→ **WRITTEN PROBLEM**
Rewrite every record below, swapping "spot" for "find" and leaving everything else unchanged.
##### SUPPLIED DATA
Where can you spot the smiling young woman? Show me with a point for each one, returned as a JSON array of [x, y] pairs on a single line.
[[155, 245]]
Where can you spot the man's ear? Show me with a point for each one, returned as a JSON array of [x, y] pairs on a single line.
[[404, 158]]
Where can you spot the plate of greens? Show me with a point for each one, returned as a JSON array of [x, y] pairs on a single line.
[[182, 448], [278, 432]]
##########
→ **CORRECT RESULT**
Where can you find the smiling young woman? Show me with a point for each one, returned as a JSON array of [x, y] pairs on a single line.
[[155, 245]]
Where can you find the man's ear? Show me with a point for each one, returned as a JSON array of [x, y] pairs on a single line.
[[404, 158]]
Where can you find the plate of greens? Show me with a point for each one, returned as a JSON array of [x, y] pairs on a single line.
[[182, 448], [278, 432]]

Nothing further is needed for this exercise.